■ **EXERCISE**
Turn the lines from the start of the records through the line holding "x=142, y=68", inclusive, into a JSON list of strings with one string per line and no blank lines. Include only those lines.

■ **Dataset rows showing where objects appear**
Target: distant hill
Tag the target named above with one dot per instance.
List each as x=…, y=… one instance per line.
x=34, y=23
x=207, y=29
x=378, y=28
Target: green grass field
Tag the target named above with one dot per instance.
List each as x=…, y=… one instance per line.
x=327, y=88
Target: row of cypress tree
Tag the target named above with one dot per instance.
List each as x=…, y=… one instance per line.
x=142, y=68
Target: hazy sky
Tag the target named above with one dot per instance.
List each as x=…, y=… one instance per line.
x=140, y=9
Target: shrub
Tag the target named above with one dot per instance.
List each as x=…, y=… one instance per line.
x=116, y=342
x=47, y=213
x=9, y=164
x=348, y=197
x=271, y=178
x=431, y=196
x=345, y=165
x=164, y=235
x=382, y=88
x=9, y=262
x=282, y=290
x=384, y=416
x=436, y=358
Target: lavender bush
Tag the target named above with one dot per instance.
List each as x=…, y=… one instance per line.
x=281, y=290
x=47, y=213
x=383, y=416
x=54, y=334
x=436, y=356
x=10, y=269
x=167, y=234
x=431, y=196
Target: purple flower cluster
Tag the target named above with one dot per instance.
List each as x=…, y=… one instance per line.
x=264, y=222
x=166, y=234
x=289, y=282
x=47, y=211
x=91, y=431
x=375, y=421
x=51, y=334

■ **RESPONSE FOR THIS EXERCISE**
[
  "Target: distant hill",
  "Tag the target named above with one dot per instance.",
  "List each as x=…, y=… one instance per line.",
  "x=34, y=23",
  "x=207, y=29",
  "x=378, y=28",
  "Target: green grass field",
  "Tag the target named above with one dot per instance.",
  "List each as x=…, y=… one instance per line.",
  "x=327, y=88",
  "Target: row of cypress tree",
  "Tag the target named above with one dot per instance.",
  "List each as x=…, y=… one instance per line.",
  "x=142, y=68"
]